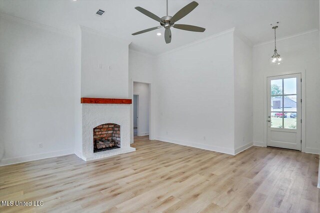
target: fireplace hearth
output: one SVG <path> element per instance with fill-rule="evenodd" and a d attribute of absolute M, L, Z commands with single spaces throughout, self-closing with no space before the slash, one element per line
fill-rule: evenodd
<path fill-rule="evenodd" d="M 94 128 L 94 153 L 120 148 L 120 125 L 106 123 Z"/>

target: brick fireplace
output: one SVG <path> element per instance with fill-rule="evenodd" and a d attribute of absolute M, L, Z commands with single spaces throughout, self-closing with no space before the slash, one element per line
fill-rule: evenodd
<path fill-rule="evenodd" d="M 120 148 L 120 125 L 107 123 L 94 128 L 94 152 Z"/>
<path fill-rule="evenodd" d="M 84 161 L 134 152 L 130 146 L 131 99 L 82 98 L 82 138 L 75 150 Z"/>

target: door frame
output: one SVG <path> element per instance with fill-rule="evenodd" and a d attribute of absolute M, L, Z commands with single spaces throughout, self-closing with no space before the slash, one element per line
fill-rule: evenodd
<path fill-rule="evenodd" d="M 297 84 L 296 84 L 296 97 L 298 97 L 298 99 L 296 99 L 296 114 L 297 114 L 297 116 L 296 117 L 296 130 L 294 130 L 294 129 L 286 129 L 286 128 L 272 128 L 271 126 L 270 127 L 267 127 L 268 128 L 268 130 L 267 130 L 267 142 L 266 142 L 266 145 L 267 146 L 271 146 L 271 147 L 276 147 L 276 146 L 272 146 L 270 145 L 268 143 L 269 142 L 271 142 L 271 138 L 268 138 L 269 137 L 271 137 L 271 133 L 272 132 L 291 132 L 291 133 L 294 133 L 296 134 L 296 139 L 298 139 L 296 142 L 294 146 L 294 148 L 293 147 L 292 148 L 286 148 L 288 149 L 294 149 L 296 150 L 298 150 L 298 151 L 302 151 L 302 143 L 300 142 L 299 143 L 298 141 L 302 141 L 302 136 L 301 136 L 301 125 L 302 125 L 302 123 L 299 122 L 300 120 L 302 119 L 302 117 L 301 117 L 301 113 L 302 113 L 302 111 L 301 111 L 301 101 L 300 99 L 302 99 L 302 96 L 301 96 L 301 83 L 298 83 L 299 81 L 300 81 L 301 79 L 301 73 L 296 73 L 296 74 L 286 74 L 286 75 L 276 75 L 276 76 L 272 76 L 272 77 L 268 77 L 267 78 L 268 79 L 268 82 L 267 82 L 267 86 L 268 86 L 268 90 L 267 90 L 267 117 L 266 117 L 266 119 L 268 120 L 268 123 L 269 123 L 269 121 L 270 120 L 272 120 L 272 118 L 271 118 L 271 117 L 269 117 L 268 116 L 272 116 L 272 113 L 271 112 L 271 109 L 270 108 L 270 106 L 271 106 L 271 102 L 269 102 L 269 101 L 270 101 L 270 95 L 271 95 L 271 85 L 270 85 L 269 84 L 270 83 L 271 81 L 272 80 L 274 80 L 274 79 L 282 79 L 282 91 L 284 91 L 284 82 L 282 80 L 282 79 L 286 79 L 286 78 L 296 78 L 296 82 L 297 82 Z M 269 91 L 269 89 L 270 90 L 270 91 Z M 270 93 L 269 93 L 268 92 L 270 92 Z M 282 94 L 281 95 L 282 97 L 284 97 L 282 96 Z M 290 94 L 288 94 L 288 95 Z M 282 99 L 282 107 L 284 107 L 284 99 Z M 284 112 L 284 109 L 283 108 L 282 108 L 282 111 L 281 112 L 282 112 L 282 113 Z M 283 117 L 283 116 L 282 116 Z M 283 123 L 284 122 L 284 118 L 282 117 L 282 124 L 284 125 L 284 123 Z M 269 125 L 270 125 L 270 124 L 267 124 L 267 127 Z M 299 140 L 300 139 L 300 140 Z M 285 142 L 283 143 L 284 144 L 285 143 Z M 280 146 L 282 146 L 283 144 L 279 144 L 279 145 Z M 280 147 L 280 146 L 279 146 L 278 147 Z M 286 148 L 286 147 L 284 147 L 284 148 Z"/>
<path fill-rule="evenodd" d="M 139 132 L 139 95 L 138 94 L 134 93 L 132 97 L 134 97 L 134 95 L 136 96 L 136 130 L 138 132 Z M 134 98 L 132 98 L 132 100 L 134 101 Z M 134 106 L 132 106 L 132 108 L 134 107 Z M 133 116 L 134 116 L 134 110 L 133 113 Z M 133 118 L 133 117 L 132 117 Z"/>
<path fill-rule="evenodd" d="M 142 83 L 144 84 L 148 84 L 149 86 L 149 140 L 154 140 L 154 130 L 153 130 L 153 118 L 154 116 L 152 115 L 153 110 L 152 110 L 152 106 L 154 100 L 153 100 L 153 96 L 152 95 L 152 91 L 153 90 L 152 84 L 151 82 L 143 82 L 140 81 L 136 81 L 133 79 L 132 78 L 130 79 L 130 86 L 131 88 L 130 93 L 130 96 L 131 97 L 132 100 L 134 99 L 134 83 Z M 136 95 L 136 94 L 134 94 Z M 131 104 L 131 113 L 130 115 L 130 119 L 131 120 L 130 122 L 130 144 L 134 143 L 134 106 L 132 104 Z"/>
<path fill-rule="evenodd" d="M 268 142 L 268 84 L 269 77 L 280 76 L 282 75 L 290 75 L 292 74 L 301 74 L 301 152 L 308 152 L 308 149 L 306 147 L 306 70 L 299 70 L 298 71 L 280 72 L 275 70 L 270 72 L 268 75 L 264 76 L 264 142 L 262 146 L 266 147 Z"/>

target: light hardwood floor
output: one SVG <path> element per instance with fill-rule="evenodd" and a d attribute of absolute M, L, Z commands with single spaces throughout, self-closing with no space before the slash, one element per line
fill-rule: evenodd
<path fill-rule="evenodd" d="M 134 152 L 0 167 L 0 212 L 318 213 L 316 155 L 253 147 L 236 156 L 136 138 Z"/>

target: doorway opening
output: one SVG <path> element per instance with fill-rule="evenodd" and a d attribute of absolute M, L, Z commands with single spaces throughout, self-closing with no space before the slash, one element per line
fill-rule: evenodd
<path fill-rule="evenodd" d="M 149 135 L 150 91 L 150 84 L 134 82 L 134 137 Z"/>
<path fill-rule="evenodd" d="M 134 136 L 138 135 L 138 95 L 134 95 Z"/>
<path fill-rule="evenodd" d="M 301 151 L 301 74 L 268 78 L 267 146 Z"/>

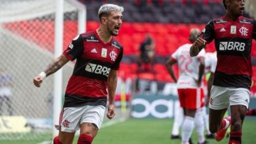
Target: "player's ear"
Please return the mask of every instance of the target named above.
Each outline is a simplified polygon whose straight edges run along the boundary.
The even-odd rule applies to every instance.
[[[108,22],[108,18],[106,16],[102,16],[101,17],[101,22],[102,24],[106,25]]]

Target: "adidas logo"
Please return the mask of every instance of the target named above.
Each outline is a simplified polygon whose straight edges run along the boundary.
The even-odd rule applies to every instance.
[[[219,31],[221,32],[226,31],[226,29],[224,27],[223,27],[222,29],[221,29]]]
[[[97,52],[97,50],[96,50],[95,48],[93,48],[93,50],[91,50],[91,53],[98,53],[98,52]]]

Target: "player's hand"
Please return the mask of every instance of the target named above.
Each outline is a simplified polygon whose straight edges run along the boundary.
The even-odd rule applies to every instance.
[[[43,78],[39,75],[36,76],[33,79],[33,83],[37,87],[40,87],[41,84],[42,82],[43,82]]]
[[[109,105],[108,107],[107,117],[112,119],[116,115],[115,105],[114,104]]]
[[[200,48],[203,48],[205,46],[206,41],[202,39],[202,37],[198,37],[196,39],[196,41],[193,44],[193,46]],[[201,50],[201,48],[200,48]]]
[[[209,106],[209,103],[210,102],[210,96],[207,96],[206,98],[205,106]]]

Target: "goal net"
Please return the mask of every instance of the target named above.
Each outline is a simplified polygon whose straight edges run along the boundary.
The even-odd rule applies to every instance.
[[[32,81],[53,59],[55,10],[53,0],[1,1],[0,141],[52,139],[54,79],[40,88]],[[64,10],[65,48],[77,34],[77,10],[64,1]],[[63,67],[63,90],[72,67]]]

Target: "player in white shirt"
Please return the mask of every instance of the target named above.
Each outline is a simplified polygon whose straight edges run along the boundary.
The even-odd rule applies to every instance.
[[[192,29],[189,40],[194,43],[199,37],[200,31]],[[196,110],[202,107],[203,103],[203,90],[201,87],[204,73],[204,55],[203,49],[196,57],[190,57],[190,46],[187,43],[180,46],[166,62],[166,67],[171,77],[177,83],[179,99],[181,107],[184,109],[184,121],[181,127],[182,144],[189,143],[194,125],[198,134],[198,143],[208,143],[203,135],[204,126],[202,115],[197,118]],[[172,65],[177,63],[179,67],[179,79],[174,75]],[[195,117],[196,116],[196,117]],[[200,119],[200,120],[198,120]]]

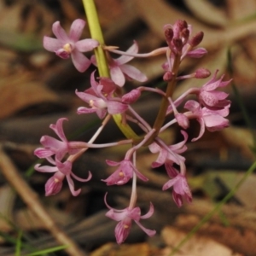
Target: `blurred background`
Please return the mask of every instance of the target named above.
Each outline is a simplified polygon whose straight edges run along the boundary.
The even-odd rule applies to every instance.
[[[7,155],[16,171],[38,195],[38,200],[77,242],[85,255],[168,255],[173,247],[236,186],[255,157],[256,96],[256,1],[255,0],[96,0],[106,44],[126,50],[136,40],[139,52],[148,52],[166,45],[165,24],[185,20],[193,26],[193,34],[204,32],[201,47],[208,54],[201,59],[184,60],[181,74],[191,73],[199,67],[212,73],[233,79],[224,90],[232,101],[229,119],[230,127],[220,132],[206,132],[196,143],[189,143],[185,152],[189,183],[194,201],[177,208],[172,191],[161,190],[168,180],[161,168],[151,169],[156,155],[145,148],[138,158],[137,167],[149,182],[139,182],[138,205],[145,212],[149,201],[154,214],[143,222],[155,229],[154,238],[135,224],[127,243],[115,244],[115,222],[104,216],[103,201],[108,192],[109,205],[119,209],[129,203],[131,183],[107,187],[101,182],[113,172],[105,159],[119,161],[125,147],[90,150],[73,167],[74,172],[90,182],[77,183],[81,194],[73,197],[65,183],[54,196],[44,196],[44,183],[50,177],[32,171],[37,161],[33,150],[39,147],[43,135],[53,136],[49,128],[59,118],[67,117],[66,134],[73,140],[88,140],[100,122],[96,115],[77,115],[78,107],[84,106],[74,90],[90,86],[91,66],[79,73],[70,60],[61,60],[43,48],[43,37],[52,36],[51,26],[60,20],[67,31],[77,18],[85,19],[80,0],[2,0],[0,2],[0,143],[1,154]],[[90,38],[86,26],[83,38]],[[87,55],[90,57],[90,55]],[[114,55],[113,55],[114,56]],[[146,85],[159,87],[162,83],[161,64],[165,56],[150,60],[137,59],[132,65],[148,78]],[[206,80],[189,79],[178,83],[174,98],[189,87],[201,86]],[[129,82],[127,88],[138,86]],[[157,113],[160,98],[145,95],[134,108],[149,122]],[[247,113],[245,118],[244,113]],[[248,126],[249,125],[249,126]],[[189,138],[197,136],[199,125],[189,129]],[[139,132],[139,131],[137,131]],[[169,143],[183,139],[178,127],[163,135]],[[122,137],[112,122],[97,143]],[[0,160],[3,154],[1,155]],[[15,255],[17,234],[22,230],[22,244],[44,249],[58,245],[49,230],[39,220],[15,189],[6,180],[3,165],[0,166],[0,254]],[[3,173],[3,174],[2,174]],[[175,255],[256,255],[256,177],[251,175],[235,196],[213,216]],[[23,251],[22,251],[23,252]],[[139,253],[138,253],[139,252]],[[26,252],[27,253],[27,252]],[[26,253],[24,251],[24,253]],[[126,253],[126,254],[125,254]],[[232,254],[235,253],[235,254]],[[67,255],[64,251],[48,255]]]

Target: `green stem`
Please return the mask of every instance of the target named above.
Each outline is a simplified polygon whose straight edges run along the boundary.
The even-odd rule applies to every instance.
[[[256,168],[256,161],[251,166],[251,167],[247,171],[247,172],[244,174],[244,176],[241,177],[241,179],[236,183],[236,185],[230,191],[229,194],[220,201],[218,202],[215,207],[207,213],[186,236],[184,239],[183,239],[178,245],[172,250],[172,252],[170,253],[169,256],[174,255],[175,253],[177,253],[183,244],[185,244],[191,236],[194,236],[195,232],[197,232],[201,226],[207,222],[214,213],[216,213],[218,211],[221,209],[221,207],[230,200],[231,199],[236,192],[239,189],[241,185],[244,183],[244,181],[253,172],[253,171]]]
[[[110,78],[109,68],[105,51],[102,48],[102,46],[104,46],[105,44],[104,38],[102,35],[95,3],[93,0],[82,1],[85,9],[91,38],[96,39],[100,43],[100,45],[95,49],[95,55],[98,65],[99,74],[101,77]],[[113,118],[116,125],[119,126],[119,128],[127,138],[134,140],[138,139],[138,136],[133,131],[133,130],[127,124],[122,123],[121,114],[113,114]]]
[[[96,9],[93,0],[83,0],[84,7],[86,13],[88,26],[91,38],[97,40],[100,46],[95,49],[95,55],[98,65],[99,74],[101,77],[109,78],[109,69],[106,59],[105,51],[102,48],[104,46],[104,38]]]

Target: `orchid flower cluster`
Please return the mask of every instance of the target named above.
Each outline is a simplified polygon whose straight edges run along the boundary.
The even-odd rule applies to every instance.
[[[155,234],[155,230],[144,228],[140,220],[148,218],[154,213],[154,206],[150,202],[149,211],[145,215],[141,214],[141,209],[137,207],[137,178],[143,182],[148,179],[136,166],[137,152],[141,147],[148,147],[153,154],[158,154],[156,160],[151,166],[156,168],[163,166],[167,172],[169,180],[163,184],[162,189],[172,189],[172,197],[178,207],[182,207],[183,200],[189,203],[192,201],[192,195],[186,178],[185,158],[183,156],[187,149],[188,134],[186,129],[189,126],[191,119],[196,119],[200,125],[199,135],[192,142],[199,140],[206,129],[210,131],[220,131],[229,125],[226,116],[229,114],[230,102],[227,99],[228,94],[219,90],[225,87],[230,81],[224,81],[224,76],[217,78],[218,71],[201,88],[191,87],[177,99],[172,98],[172,93],[177,81],[188,79],[206,79],[211,73],[206,68],[199,68],[194,73],[178,76],[179,66],[185,58],[201,58],[207,54],[203,48],[198,44],[203,39],[203,32],[192,36],[192,26],[186,21],[177,20],[173,25],[166,25],[164,33],[166,47],[156,49],[147,54],[138,53],[138,45],[136,42],[124,52],[117,47],[101,45],[96,39],[79,40],[85,22],[76,20],[71,26],[68,34],[61,26],[60,22],[53,24],[52,30],[56,38],[44,37],[44,46],[51,52],[55,52],[62,59],[71,57],[74,67],[79,72],[85,72],[90,64],[98,66],[95,55],[88,59],[84,52],[102,47],[107,56],[109,77],[96,77],[96,71],[90,74],[90,88],[84,91],[76,90],[76,95],[84,102],[84,106],[78,108],[79,114],[96,113],[102,119],[102,125],[89,142],[68,141],[63,131],[63,122],[67,121],[61,118],[56,124],[50,125],[59,139],[43,136],[40,143],[43,147],[37,148],[34,154],[40,159],[45,159],[49,166],[36,165],[35,169],[41,172],[52,172],[53,176],[46,182],[46,196],[55,195],[61,189],[62,183],[67,178],[71,193],[78,195],[81,189],[76,190],[73,179],[79,182],[88,182],[91,178],[89,172],[88,178],[83,179],[76,176],[73,171],[73,162],[88,148],[113,147],[120,144],[131,145],[124,159],[120,162],[107,160],[107,165],[113,166],[115,171],[108,177],[102,180],[107,185],[123,185],[130,180],[131,183],[131,195],[130,204],[123,210],[112,208],[105,203],[109,211],[106,216],[117,221],[115,236],[119,244],[124,242],[129,235],[132,220],[149,236]],[[113,59],[111,53],[120,55]],[[166,90],[149,88],[145,86],[137,87],[131,91],[125,92],[125,81],[135,79],[139,82],[147,81],[147,77],[137,68],[127,64],[131,59],[152,57],[165,55],[166,61],[163,63],[163,79],[166,82]],[[155,122],[150,125],[132,108],[132,104],[138,101],[143,91],[150,91],[161,96],[162,100]],[[188,96],[195,96],[196,100],[187,100]],[[184,110],[180,112],[178,109]],[[166,117],[173,117],[166,122]],[[119,127],[125,131],[126,138],[111,143],[94,143],[97,136],[104,129],[108,120],[113,118]],[[130,123],[137,125],[143,136],[137,136],[129,126]],[[171,125],[178,125],[183,141],[168,145],[159,136]],[[126,132],[129,131],[131,132]]]

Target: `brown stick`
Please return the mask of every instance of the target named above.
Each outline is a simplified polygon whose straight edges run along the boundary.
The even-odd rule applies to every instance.
[[[0,148],[0,168],[11,186],[15,188],[29,208],[38,215],[55,240],[61,245],[67,245],[66,252],[72,256],[86,256],[78,245],[59,228],[48,214],[38,200],[38,195],[29,187],[18,170]]]

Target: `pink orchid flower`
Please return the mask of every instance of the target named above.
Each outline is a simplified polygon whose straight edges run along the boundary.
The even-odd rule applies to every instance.
[[[125,208],[124,210],[117,210],[114,208],[110,207],[106,201],[105,196],[105,204],[109,211],[106,213],[106,216],[118,221],[118,224],[114,229],[115,238],[118,244],[120,244],[125,241],[127,238],[131,227],[131,221],[134,220],[135,223],[148,236],[153,236],[155,234],[155,230],[148,230],[144,228],[140,224],[141,218],[148,218],[154,213],[154,207],[153,204],[150,203],[150,208],[145,215],[141,215],[141,209],[139,207],[135,208]]]
[[[133,172],[142,179],[143,181],[148,181],[148,177],[143,175],[134,166],[131,161],[128,160],[124,160],[121,162],[114,162],[112,160],[106,160],[107,164],[110,166],[117,166],[118,169],[111,174],[108,178],[102,179],[103,182],[107,183],[107,185],[123,185],[132,177]]]
[[[84,92],[76,90],[77,96],[91,108],[79,108],[79,114],[96,113],[100,119],[103,119],[107,113],[110,114],[121,113],[128,109],[128,105],[122,103],[121,99],[113,96],[116,85],[114,85],[113,81],[111,83],[109,80],[108,79],[102,79],[100,84],[98,84],[95,80],[94,73],[91,73],[91,88],[86,90]]]
[[[215,131],[230,125],[229,120],[224,118],[230,113],[230,105],[225,106],[223,109],[212,110],[207,108],[201,108],[200,103],[189,100],[185,103],[184,108],[191,111],[191,113],[188,113],[187,116],[195,118],[200,124],[199,136],[193,138],[192,142],[203,136],[206,127],[209,131]]]
[[[200,103],[210,109],[220,109],[230,104],[230,101],[227,100],[229,94],[216,90],[216,89],[220,87],[224,87],[230,84],[231,81],[222,81],[224,75],[221,76],[219,79],[216,79],[217,70],[212,78],[207,83],[206,83],[200,90],[198,93],[198,98]]]
[[[160,146],[156,143],[153,143],[148,146],[148,148],[152,153],[159,152],[157,160],[151,165],[153,168],[159,167],[163,164],[170,161],[177,165],[180,165],[181,162],[185,161],[184,157],[180,155],[180,154],[187,150],[187,146],[185,145],[185,143],[188,140],[188,134],[184,131],[181,131],[181,133],[183,134],[184,140],[177,144],[166,146],[169,151],[166,148]],[[170,153],[170,151],[172,153]]]
[[[75,20],[67,35],[61,27],[60,21],[56,21],[52,26],[52,31],[56,38],[44,36],[44,47],[55,52],[59,57],[67,59],[71,55],[74,67],[79,72],[84,72],[90,65],[90,61],[82,53],[92,50],[99,45],[95,39],[79,40],[85,21],[80,19]]]
[[[60,192],[62,188],[62,182],[65,177],[67,178],[70,191],[73,196],[77,196],[81,192],[81,189],[78,190],[74,189],[74,183],[72,177],[80,182],[87,182],[91,178],[90,172],[89,172],[89,176],[86,179],[77,177],[72,172],[72,162],[69,160],[61,163],[59,160],[54,161],[49,160],[49,162],[55,166],[40,166],[40,165],[38,164],[34,167],[36,171],[40,172],[55,172],[54,176],[52,176],[45,183],[46,196],[55,195]]]
[[[73,143],[67,141],[62,127],[64,120],[67,120],[67,119],[59,119],[55,125],[49,125],[49,128],[56,133],[61,141],[47,135],[43,136],[40,139],[40,143],[44,148],[37,148],[34,151],[35,155],[38,158],[46,158],[48,160],[55,154],[55,158],[61,161],[67,153],[74,154],[80,150],[80,148],[72,148]]]
[[[166,169],[171,179],[163,186],[163,190],[173,187],[172,198],[178,207],[183,206],[183,198],[190,203],[192,195],[184,175],[180,174],[173,166],[166,165]]]

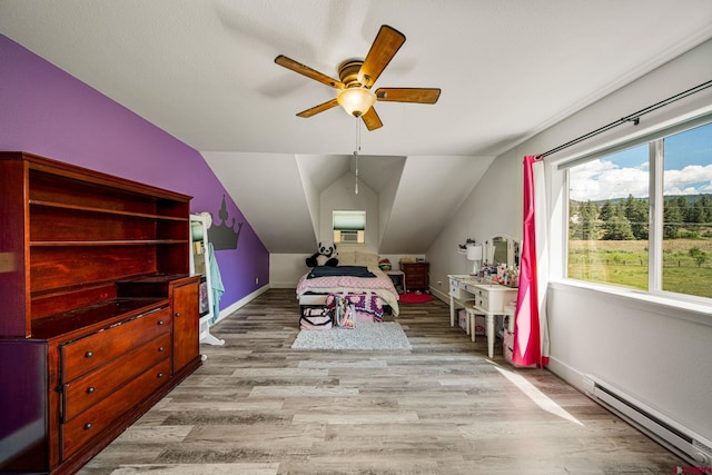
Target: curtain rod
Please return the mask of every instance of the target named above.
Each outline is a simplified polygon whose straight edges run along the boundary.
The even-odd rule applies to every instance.
[[[568,148],[571,146],[580,144],[580,142],[584,141],[584,140],[590,139],[591,137],[595,137],[599,133],[603,133],[603,132],[605,132],[607,130],[611,130],[614,127],[621,126],[621,125],[623,125],[625,122],[633,122],[634,126],[637,126],[640,123],[640,121],[641,121],[641,116],[644,116],[647,112],[652,112],[653,110],[660,109],[661,107],[665,107],[669,103],[675,102],[675,101],[678,101],[680,99],[683,99],[683,98],[685,98],[688,96],[692,96],[692,95],[694,95],[696,92],[700,92],[700,91],[702,91],[702,90],[704,90],[704,89],[706,89],[709,87],[712,87],[712,80],[703,82],[703,83],[701,83],[699,86],[695,86],[694,88],[688,89],[686,91],[680,92],[680,93],[678,93],[675,96],[671,96],[668,99],[661,100],[660,102],[656,102],[656,103],[654,103],[652,106],[647,106],[646,108],[641,109],[637,112],[631,113],[630,116],[622,117],[619,120],[609,123],[607,126],[603,126],[603,127],[601,127],[599,129],[590,131],[589,133],[584,133],[581,137],[577,137],[577,138],[575,138],[575,139],[573,139],[571,141],[567,141],[566,144],[560,145],[558,147],[555,147],[555,148],[553,148],[553,149],[551,149],[548,151],[545,151],[544,154],[537,155],[536,159],[541,160],[544,157],[547,157],[547,156],[550,156],[552,154],[556,154],[557,151],[561,151],[561,150],[563,150],[565,148]]]

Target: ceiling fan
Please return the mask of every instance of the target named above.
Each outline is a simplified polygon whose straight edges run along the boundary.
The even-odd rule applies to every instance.
[[[298,117],[312,117],[342,106],[349,115],[360,117],[368,130],[375,130],[383,127],[380,118],[373,108],[376,101],[435,103],[441,96],[441,90],[434,88],[378,88],[375,92],[372,90],[404,42],[405,36],[402,32],[387,24],[382,26],[366,59],[348,59],[338,66],[339,79],[330,78],[284,55],[275,58],[275,62],[339,90],[335,99],[303,110],[297,113]]]

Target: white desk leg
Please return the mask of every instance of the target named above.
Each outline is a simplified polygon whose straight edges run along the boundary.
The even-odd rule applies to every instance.
[[[475,336],[477,334],[476,318],[477,318],[477,315],[474,311],[467,313],[467,321],[469,321],[469,331],[471,331],[469,336],[472,337],[472,343],[475,343]]]
[[[449,326],[454,327],[455,326],[455,298],[451,295],[449,296]]]
[[[494,357],[494,315],[485,315],[485,326],[487,327],[487,356]]]

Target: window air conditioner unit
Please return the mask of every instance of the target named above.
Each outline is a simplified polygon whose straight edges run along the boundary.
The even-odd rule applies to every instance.
[[[334,231],[334,240],[337,243],[359,244],[364,243],[364,231],[343,230]]]

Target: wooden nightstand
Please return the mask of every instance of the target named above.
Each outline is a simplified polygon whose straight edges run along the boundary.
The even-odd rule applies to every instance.
[[[427,263],[400,263],[400,270],[405,274],[405,286],[408,290],[427,290]]]

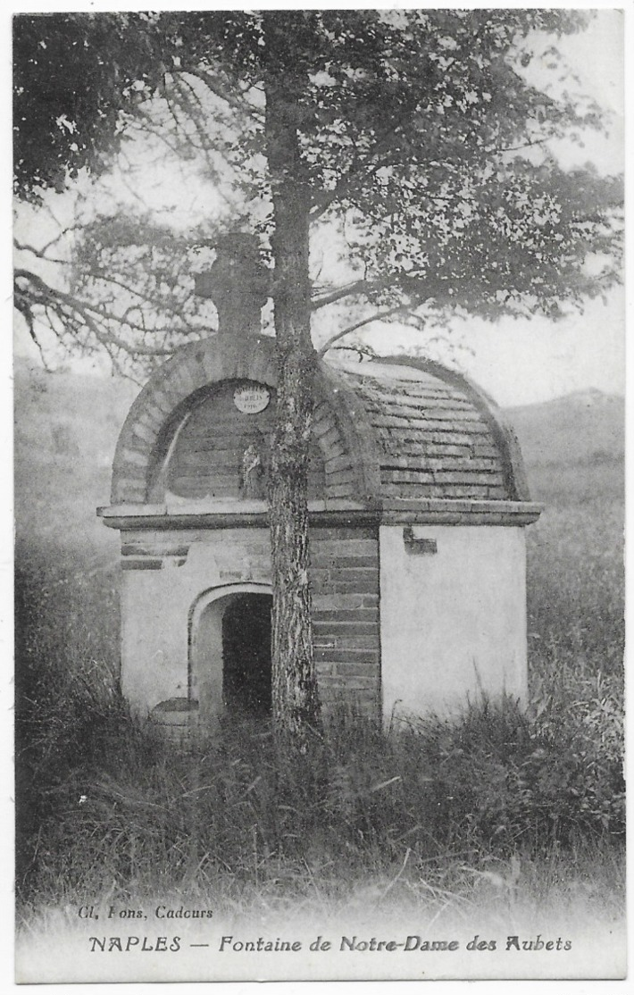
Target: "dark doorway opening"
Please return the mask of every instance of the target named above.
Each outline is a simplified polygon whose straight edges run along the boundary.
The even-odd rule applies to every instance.
[[[271,713],[270,594],[240,594],[222,619],[223,699],[230,711]]]

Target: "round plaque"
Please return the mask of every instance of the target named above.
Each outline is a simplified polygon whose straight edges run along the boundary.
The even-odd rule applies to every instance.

WRITTEN EXERCISE>
Set down again, without any change, everything from the start of the items down to and including the line that contains "128 L 94 153". Leave the pictures out.

REPLY>
target: fireplace hearth
output: one SVG <path> element per instance with fill-rule="evenodd" and a d attribute of absolute M, L, Z commands with single spaces throughout, self-closing with no space before the slash, one element per line
fill-rule: evenodd
<path fill-rule="evenodd" d="M 94 128 L 94 153 L 120 148 L 120 125 L 106 123 Z"/>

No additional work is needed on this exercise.